====== Lesetext

Voll Mitleid und Erbarmen ist der Herr. Jakobus 5,11

Gott hat viele Namen. Ganz bestimmt zählt «Buchhalterin»
nicht dazu. Gott berechnet nicht, wer wie viel Mitleid zugute
hat. Er zieht nicht Bilanz, wem wie viel Erbarmen zusteht.
Vor Gott sind wir alle gleich. Für alle ist genug da. Aber wir
führen uns dennoch oft als Buchhalter auf. Wir lassen den
einen mehr Mitgefühl zukommen als anderen – weil sie uns
sympathischer sind, vertrauter. Oder weil wir in Rechnung
stellen, dass sie uns schon mal geholfen haben oder wir noch
auf sie angewiesen sein könnten. Die Journalistin Christine
Wiedemann spricht von der «Ökonomie der Empathie». Es
gebe Richtungen, in die Empathie frei fliessen könne, und
andere, wo der Fluss blockiert sei.

============
====== Datensätze

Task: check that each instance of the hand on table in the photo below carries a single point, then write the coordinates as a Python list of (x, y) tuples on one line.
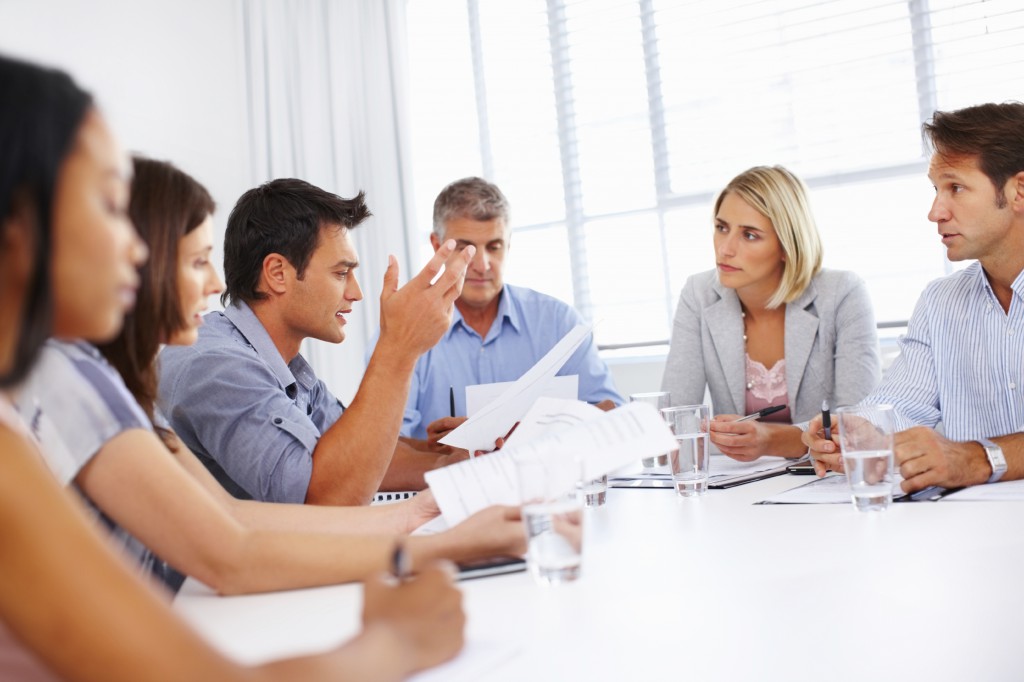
[(424, 612), (744, 441)]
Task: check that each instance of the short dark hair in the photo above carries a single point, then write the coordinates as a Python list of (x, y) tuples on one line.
[(166, 205), (282, 216), (993, 133), (41, 112)]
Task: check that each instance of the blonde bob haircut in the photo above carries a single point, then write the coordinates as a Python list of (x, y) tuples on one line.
[(781, 197)]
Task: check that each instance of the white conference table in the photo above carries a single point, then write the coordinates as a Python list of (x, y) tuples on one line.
[(717, 589)]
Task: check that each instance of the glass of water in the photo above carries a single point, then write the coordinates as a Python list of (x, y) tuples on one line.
[(689, 462), (865, 436), (658, 400), (552, 516), (594, 492)]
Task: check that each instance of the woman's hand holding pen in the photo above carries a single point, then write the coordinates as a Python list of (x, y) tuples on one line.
[(824, 452), (742, 440), (421, 615)]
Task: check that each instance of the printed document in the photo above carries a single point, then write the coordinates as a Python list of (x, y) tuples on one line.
[(497, 418), (604, 443)]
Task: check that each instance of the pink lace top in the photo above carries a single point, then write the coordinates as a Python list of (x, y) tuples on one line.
[(16, 663), (767, 387)]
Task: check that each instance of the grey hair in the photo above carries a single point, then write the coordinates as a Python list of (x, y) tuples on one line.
[(471, 198)]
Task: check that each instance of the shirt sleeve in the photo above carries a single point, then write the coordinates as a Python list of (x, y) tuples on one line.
[(75, 405), (858, 367), (684, 374), (910, 385), (233, 408), (413, 418)]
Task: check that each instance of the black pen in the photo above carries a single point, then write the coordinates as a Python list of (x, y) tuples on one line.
[(762, 413), (826, 419), (399, 562)]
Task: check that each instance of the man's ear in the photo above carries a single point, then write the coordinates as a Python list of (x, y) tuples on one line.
[(1016, 189), (276, 273)]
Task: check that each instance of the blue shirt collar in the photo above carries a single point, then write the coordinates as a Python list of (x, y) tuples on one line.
[(1017, 287), (249, 326), (508, 309)]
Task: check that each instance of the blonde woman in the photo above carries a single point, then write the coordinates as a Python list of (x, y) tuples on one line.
[(768, 326)]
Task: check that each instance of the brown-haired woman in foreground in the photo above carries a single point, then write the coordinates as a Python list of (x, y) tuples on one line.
[(68, 605), (102, 440)]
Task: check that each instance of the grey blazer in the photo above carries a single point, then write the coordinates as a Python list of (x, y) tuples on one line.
[(832, 345)]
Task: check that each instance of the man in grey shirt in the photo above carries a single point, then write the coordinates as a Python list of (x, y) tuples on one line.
[(249, 405)]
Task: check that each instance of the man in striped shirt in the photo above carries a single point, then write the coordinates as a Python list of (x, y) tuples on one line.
[(962, 360)]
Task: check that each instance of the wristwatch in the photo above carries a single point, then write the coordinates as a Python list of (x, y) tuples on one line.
[(995, 459)]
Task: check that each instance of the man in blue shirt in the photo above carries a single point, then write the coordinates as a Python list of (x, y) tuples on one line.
[(498, 331), (245, 400), (962, 360)]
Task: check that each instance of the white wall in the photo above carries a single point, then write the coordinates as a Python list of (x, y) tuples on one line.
[(166, 77)]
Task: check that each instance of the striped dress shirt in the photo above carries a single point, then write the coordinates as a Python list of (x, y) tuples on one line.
[(962, 360)]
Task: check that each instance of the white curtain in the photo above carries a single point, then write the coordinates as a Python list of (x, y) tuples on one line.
[(325, 89)]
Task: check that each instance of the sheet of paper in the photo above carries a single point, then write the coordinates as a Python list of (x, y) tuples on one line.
[(479, 395), (497, 418), (474, 662), (608, 441), (832, 489), (1001, 492), (548, 416), (722, 467)]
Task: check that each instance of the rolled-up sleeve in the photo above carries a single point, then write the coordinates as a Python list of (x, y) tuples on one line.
[(238, 415)]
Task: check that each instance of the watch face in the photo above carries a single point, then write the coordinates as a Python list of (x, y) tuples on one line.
[(995, 459)]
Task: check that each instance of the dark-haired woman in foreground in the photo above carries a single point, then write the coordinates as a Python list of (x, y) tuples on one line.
[(102, 440), (69, 607)]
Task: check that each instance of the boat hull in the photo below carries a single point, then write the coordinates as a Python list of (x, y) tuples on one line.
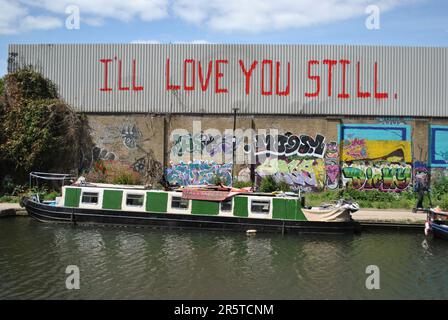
[(47, 213), (439, 231)]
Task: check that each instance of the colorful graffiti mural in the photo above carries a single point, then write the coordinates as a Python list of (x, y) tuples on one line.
[(198, 172), (298, 172), (202, 143), (438, 146), (376, 157), (299, 160), (377, 175), (287, 145)]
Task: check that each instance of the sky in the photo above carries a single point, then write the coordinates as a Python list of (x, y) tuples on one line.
[(363, 22)]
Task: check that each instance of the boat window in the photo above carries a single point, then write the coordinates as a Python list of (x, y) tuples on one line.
[(134, 200), (260, 206), (226, 205), (89, 197), (179, 203)]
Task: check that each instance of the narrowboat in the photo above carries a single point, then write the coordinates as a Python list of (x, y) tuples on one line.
[(200, 207), (437, 223)]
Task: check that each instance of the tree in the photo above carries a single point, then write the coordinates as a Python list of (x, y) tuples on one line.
[(38, 130)]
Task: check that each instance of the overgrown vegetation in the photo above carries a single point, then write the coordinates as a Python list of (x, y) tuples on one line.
[(384, 200), (2, 85), (242, 184), (269, 184), (38, 131)]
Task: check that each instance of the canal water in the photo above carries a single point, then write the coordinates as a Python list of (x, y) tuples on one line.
[(129, 263)]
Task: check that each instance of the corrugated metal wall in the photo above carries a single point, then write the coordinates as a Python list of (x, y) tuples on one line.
[(415, 78)]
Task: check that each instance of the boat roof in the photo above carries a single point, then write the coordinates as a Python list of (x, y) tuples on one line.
[(180, 189)]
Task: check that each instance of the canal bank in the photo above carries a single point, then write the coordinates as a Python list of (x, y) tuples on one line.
[(369, 218), (132, 263)]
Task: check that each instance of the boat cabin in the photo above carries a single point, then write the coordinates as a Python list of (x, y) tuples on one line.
[(139, 199)]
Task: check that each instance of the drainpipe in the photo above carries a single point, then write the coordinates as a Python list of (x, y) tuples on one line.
[(235, 110)]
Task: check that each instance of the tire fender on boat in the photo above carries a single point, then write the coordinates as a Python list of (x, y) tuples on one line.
[(427, 228)]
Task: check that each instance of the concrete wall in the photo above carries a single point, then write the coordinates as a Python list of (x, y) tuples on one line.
[(316, 154)]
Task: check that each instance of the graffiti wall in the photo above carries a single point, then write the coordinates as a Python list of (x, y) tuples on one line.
[(376, 157), (302, 161), (198, 172), (438, 146)]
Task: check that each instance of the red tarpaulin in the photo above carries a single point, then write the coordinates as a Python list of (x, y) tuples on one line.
[(210, 195)]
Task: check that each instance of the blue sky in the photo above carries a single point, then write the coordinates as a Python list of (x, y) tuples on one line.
[(401, 22)]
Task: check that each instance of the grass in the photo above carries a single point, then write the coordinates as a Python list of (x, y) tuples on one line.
[(367, 199), (9, 199)]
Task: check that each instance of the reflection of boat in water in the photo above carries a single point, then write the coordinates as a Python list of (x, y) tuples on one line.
[(204, 207), (437, 223)]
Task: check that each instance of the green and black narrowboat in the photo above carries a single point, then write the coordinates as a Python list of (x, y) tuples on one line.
[(199, 207)]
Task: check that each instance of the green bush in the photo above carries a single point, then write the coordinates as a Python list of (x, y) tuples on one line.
[(38, 132), (2, 85)]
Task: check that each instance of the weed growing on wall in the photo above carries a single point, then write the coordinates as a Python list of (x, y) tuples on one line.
[(39, 132)]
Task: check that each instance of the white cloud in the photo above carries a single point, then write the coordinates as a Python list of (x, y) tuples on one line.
[(14, 18), (193, 42), (264, 15), (146, 41), (218, 15), (175, 42), (146, 10), (39, 22)]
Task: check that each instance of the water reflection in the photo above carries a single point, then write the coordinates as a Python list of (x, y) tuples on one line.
[(128, 263)]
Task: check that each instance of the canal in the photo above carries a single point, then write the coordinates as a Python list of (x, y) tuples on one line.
[(129, 263)]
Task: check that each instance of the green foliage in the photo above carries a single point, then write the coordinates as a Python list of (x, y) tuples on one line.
[(365, 198), (268, 184), (2, 85), (283, 186), (38, 131), (216, 180), (9, 199), (439, 193), (29, 84)]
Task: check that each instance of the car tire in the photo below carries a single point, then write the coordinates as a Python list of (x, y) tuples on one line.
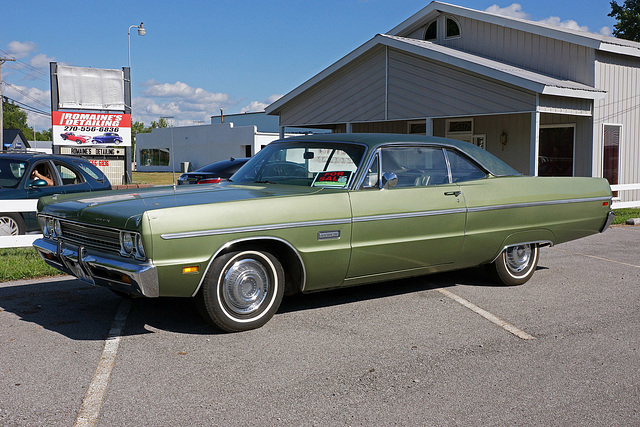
[(11, 224), (516, 264), (242, 290)]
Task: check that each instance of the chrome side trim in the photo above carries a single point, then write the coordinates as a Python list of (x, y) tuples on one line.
[(408, 215), (249, 239), (546, 203), (258, 228)]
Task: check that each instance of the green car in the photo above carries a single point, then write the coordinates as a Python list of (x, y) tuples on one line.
[(319, 212)]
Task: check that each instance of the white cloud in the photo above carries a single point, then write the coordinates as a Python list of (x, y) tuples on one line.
[(41, 61), (257, 106), (569, 24), (515, 11), (186, 104), (21, 49), (605, 31)]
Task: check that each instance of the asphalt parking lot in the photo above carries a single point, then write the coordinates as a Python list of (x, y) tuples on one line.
[(437, 350)]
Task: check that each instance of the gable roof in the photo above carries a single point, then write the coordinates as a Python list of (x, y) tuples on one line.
[(582, 38), (507, 73)]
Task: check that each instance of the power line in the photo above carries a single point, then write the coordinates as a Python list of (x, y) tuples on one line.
[(27, 107)]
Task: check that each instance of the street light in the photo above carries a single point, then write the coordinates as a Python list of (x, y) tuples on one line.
[(141, 32)]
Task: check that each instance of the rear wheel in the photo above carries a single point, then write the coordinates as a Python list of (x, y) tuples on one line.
[(11, 224), (242, 290), (516, 264)]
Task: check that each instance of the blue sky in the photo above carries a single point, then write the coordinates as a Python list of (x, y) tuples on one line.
[(200, 56)]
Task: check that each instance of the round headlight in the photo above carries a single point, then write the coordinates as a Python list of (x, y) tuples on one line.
[(127, 242), (139, 247), (57, 229)]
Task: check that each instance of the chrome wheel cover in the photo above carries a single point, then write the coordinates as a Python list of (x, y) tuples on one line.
[(245, 286), (517, 258), (8, 226)]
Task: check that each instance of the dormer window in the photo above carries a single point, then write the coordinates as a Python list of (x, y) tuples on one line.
[(432, 31), (442, 28), (453, 29)]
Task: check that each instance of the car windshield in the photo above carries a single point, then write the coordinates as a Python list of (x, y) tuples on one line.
[(11, 172), (311, 164)]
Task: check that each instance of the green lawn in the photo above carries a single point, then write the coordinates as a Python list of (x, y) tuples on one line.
[(23, 263)]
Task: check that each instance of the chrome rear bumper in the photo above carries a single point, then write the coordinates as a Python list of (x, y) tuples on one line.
[(99, 268), (610, 217)]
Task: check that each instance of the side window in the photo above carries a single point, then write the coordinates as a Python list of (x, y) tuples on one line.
[(416, 166), (463, 168), (68, 175), (371, 180)]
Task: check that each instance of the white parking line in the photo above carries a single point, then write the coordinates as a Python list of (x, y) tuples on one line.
[(92, 402), (490, 317)]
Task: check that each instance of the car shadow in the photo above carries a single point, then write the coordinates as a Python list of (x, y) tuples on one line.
[(80, 311)]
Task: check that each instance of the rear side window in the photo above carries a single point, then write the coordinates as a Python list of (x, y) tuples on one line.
[(91, 170), (68, 175), (11, 172), (463, 168)]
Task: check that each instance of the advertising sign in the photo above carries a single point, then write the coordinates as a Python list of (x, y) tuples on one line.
[(91, 129)]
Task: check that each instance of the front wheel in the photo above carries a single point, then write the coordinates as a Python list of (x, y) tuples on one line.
[(242, 290), (516, 264)]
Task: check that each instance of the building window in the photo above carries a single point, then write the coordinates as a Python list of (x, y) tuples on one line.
[(461, 129), (611, 153), (417, 128), (453, 29), (432, 31), (154, 157), (556, 150)]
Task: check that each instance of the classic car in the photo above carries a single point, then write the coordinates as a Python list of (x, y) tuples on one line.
[(80, 139), (24, 176), (318, 212), (213, 173), (107, 138)]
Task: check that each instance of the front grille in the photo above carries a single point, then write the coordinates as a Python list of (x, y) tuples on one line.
[(106, 239)]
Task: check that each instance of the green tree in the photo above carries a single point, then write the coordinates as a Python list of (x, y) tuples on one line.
[(628, 17)]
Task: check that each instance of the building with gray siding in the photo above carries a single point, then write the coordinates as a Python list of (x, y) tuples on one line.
[(547, 100)]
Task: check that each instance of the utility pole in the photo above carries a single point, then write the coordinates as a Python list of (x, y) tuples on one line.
[(2, 61)]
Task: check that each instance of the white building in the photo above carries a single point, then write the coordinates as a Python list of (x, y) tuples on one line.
[(197, 145), (546, 100)]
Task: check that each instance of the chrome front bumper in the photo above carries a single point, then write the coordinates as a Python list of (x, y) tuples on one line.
[(101, 269)]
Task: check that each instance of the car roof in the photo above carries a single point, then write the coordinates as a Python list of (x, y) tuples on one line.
[(39, 156), (373, 140)]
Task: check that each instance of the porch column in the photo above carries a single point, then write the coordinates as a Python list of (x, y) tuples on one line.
[(534, 148)]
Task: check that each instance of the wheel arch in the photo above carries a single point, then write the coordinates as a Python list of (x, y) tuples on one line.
[(285, 252)]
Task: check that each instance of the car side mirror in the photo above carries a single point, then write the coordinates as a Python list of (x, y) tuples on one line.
[(389, 180), (38, 183)]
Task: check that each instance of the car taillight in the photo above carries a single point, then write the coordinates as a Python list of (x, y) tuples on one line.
[(210, 181)]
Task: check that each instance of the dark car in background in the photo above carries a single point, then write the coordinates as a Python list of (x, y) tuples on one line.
[(31, 176), (213, 173), (107, 138)]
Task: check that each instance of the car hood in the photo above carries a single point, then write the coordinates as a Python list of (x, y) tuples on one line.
[(123, 208)]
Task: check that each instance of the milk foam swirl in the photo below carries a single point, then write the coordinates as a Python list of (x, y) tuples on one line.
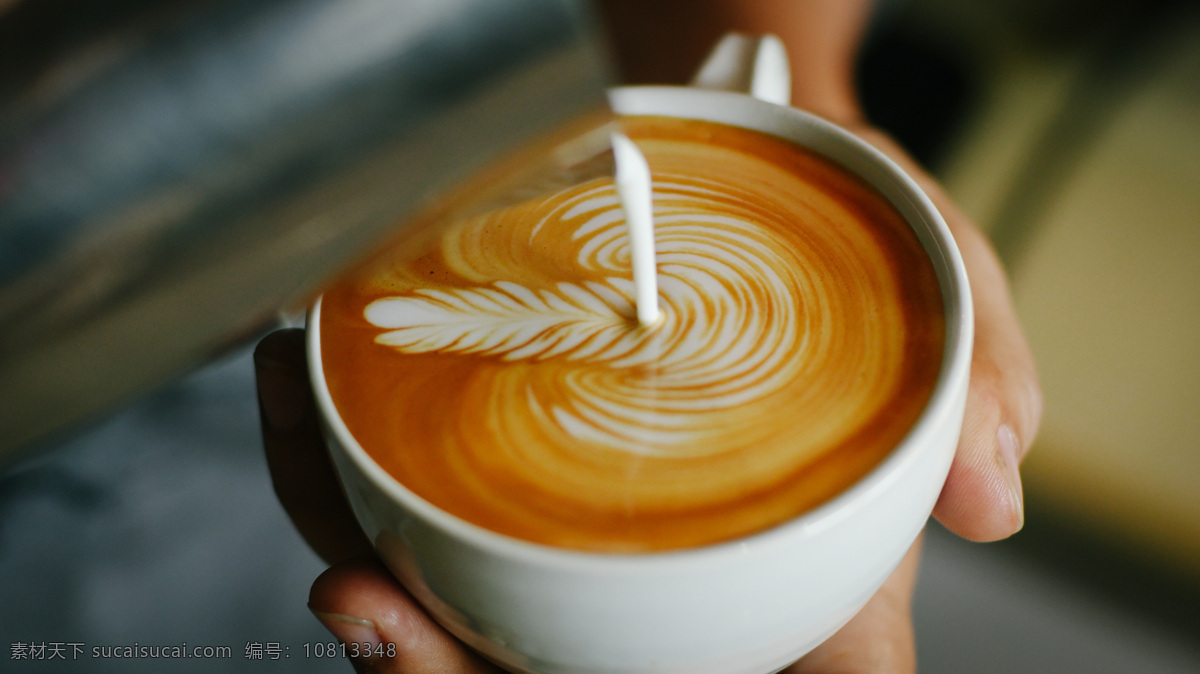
[(718, 345), (503, 377)]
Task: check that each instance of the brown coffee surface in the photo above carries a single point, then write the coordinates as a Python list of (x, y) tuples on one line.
[(503, 377)]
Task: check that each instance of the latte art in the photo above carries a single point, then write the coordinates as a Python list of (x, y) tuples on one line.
[(718, 345), (504, 378)]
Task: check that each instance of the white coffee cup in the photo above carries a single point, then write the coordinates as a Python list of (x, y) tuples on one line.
[(750, 606)]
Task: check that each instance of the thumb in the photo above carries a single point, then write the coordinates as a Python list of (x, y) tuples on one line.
[(383, 627)]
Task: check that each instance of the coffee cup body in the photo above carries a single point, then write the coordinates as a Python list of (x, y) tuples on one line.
[(753, 605)]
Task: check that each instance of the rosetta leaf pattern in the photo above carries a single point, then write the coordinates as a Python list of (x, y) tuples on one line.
[(507, 320)]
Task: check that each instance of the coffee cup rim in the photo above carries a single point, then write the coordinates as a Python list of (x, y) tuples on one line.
[(951, 380)]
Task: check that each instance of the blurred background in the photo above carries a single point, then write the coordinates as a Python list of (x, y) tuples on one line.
[(1068, 130)]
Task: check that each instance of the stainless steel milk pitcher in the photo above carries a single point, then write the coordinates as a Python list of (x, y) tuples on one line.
[(173, 173)]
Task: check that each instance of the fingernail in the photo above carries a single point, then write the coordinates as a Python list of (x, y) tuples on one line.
[(283, 395), (351, 630), (1007, 450)]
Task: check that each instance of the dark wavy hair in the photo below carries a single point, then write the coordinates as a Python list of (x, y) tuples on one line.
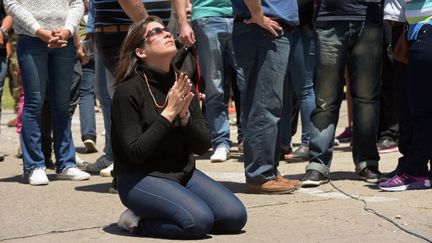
[(128, 61)]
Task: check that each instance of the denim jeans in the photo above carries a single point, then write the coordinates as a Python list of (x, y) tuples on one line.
[(3, 71), (86, 102), (302, 73), (103, 91), (171, 210), (419, 85), (264, 60), (215, 50), (38, 63), (358, 44)]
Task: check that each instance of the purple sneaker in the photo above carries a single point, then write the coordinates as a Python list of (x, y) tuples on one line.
[(404, 182)]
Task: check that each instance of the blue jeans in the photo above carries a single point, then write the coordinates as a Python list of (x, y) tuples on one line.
[(302, 74), (86, 102), (215, 51), (264, 60), (358, 44), (171, 210), (38, 64), (3, 71), (103, 90), (419, 89)]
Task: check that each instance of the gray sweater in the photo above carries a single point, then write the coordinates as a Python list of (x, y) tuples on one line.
[(30, 15)]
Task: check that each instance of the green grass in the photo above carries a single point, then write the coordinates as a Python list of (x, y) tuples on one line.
[(7, 100)]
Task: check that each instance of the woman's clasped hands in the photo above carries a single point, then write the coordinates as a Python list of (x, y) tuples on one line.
[(179, 98)]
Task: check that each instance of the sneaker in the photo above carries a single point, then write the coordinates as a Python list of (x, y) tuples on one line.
[(128, 220), (295, 183), (346, 135), (404, 182), (107, 171), (80, 162), (221, 154), (38, 177), (49, 164), (299, 155), (113, 187), (387, 146), (240, 146), (275, 186), (90, 146), (371, 174), (313, 178), (73, 173), (100, 164)]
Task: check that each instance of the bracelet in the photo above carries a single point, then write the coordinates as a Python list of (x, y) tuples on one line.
[(184, 120)]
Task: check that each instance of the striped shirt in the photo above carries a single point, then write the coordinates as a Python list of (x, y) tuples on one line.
[(109, 12)]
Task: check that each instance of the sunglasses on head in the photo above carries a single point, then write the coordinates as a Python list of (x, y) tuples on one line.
[(156, 31)]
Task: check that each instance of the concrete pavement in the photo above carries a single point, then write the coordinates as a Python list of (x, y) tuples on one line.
[(69, 211)]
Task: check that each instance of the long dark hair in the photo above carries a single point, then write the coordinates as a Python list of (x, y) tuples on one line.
[(128, 60)]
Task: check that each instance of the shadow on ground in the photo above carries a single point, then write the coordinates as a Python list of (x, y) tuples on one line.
[(99, 188)]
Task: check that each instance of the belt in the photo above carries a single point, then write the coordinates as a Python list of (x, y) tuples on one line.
[(284, 25), (112, 28)]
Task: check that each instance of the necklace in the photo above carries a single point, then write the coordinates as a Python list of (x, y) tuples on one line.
[(151, 93)]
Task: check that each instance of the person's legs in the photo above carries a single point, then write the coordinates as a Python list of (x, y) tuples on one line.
[(331, 46), (210, 34), (60, 67), (33, 61), (258, 53), (166, 208), (364, 67), (3, 71), (419, 90), (229, 213), (86, 107)]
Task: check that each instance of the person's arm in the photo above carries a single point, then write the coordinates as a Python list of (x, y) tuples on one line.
[(5, 27), (187, 35), (135, 9), (21, 16), (196, 130), (258, 17)]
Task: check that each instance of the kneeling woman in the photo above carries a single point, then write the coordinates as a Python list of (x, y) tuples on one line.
[(157, 126)]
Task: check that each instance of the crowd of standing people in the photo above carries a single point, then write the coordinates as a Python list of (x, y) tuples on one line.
[(165, 91)]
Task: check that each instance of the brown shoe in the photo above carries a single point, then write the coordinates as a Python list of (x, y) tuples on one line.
[(295, 183), (275, 186)]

============

### Deine Aufgaben
(1) Beantworte diese Fragen zum Text über Gottes Erbarmen:
(a) Welche Bibelstelle steht ganz am Anfang?
(b) Welcher Name gehört laut Text ganz bestimmt nicht zu Gottes Namen?
(c) Wovon spricht die Journalistin Christine Wiedemann?
(2) Schreib aus dem Text über Gottes Erbarmen den Abschnitt wortgetreu ab, beginnend bei "nicht dazu. Gott" und endend bei "Fluss blockiert sei.".
(3) Setze den Text über Gottes Erbarmen nach seinem letzten Satz fort.

### Erwartete Antworten
(1)
(a) Jakobus 5,11
(b) «Buchhalterin»
(c) Von der «Ökonomie der Empathie»

(2)
nicht dazu. Gott berechnet nicht, wer wie viel Mitleid zugute
hat. Er zieht nicht Bilanz, wem wie viel Erbarmen zusteht.
Vor Gott sind wir alle gleich. Für alle ist genug da. Aber wir
führen uns dennoch oft als Buchhalter auf. Wir lassen den
einen mehr Mitgefühl zukommen als anderen – weil sie uns
sympathischer sind, vertrauter. Oder weil wir in Rechnung
stellen, dass sie uns schon mal geholfen haben oder wir noch
auf sie angewiesen sein könnten. Die Journalistin Christine
Wiedemann spricht von der «Ökonomie der Empathie». Es
gebe Richtungen, in die Empathie frei fliessen könne, und
andere, wo der Fluss blockiert sei.

(3)
Christine Wiedemann will, dass das, was gesellschaftliche
Gruppen in der Geschichte erlitten haben oder in der Gegenwart
erleiden, nicht in Konkurrenz zueinander gestellt wird.
Opferzahlen gehören nicht auf Waagschalen. Zum Beispiel
die Shoah, die Ermordung von sechs Millionen Jüdinnen
und Juden, und die Nakba, die Vertreibung der Palästinenserinnen
und Palästinenser aus ihrem Land. Gott ist voll
Mitleid und Erbarmen: Er will, was Christine Wiedemann
so beschreibt: «eine Welt, in der es keine Hierarchie von
Leiderfahrungen
mehr gibt und keinen Schmerz, der nicht
zählt».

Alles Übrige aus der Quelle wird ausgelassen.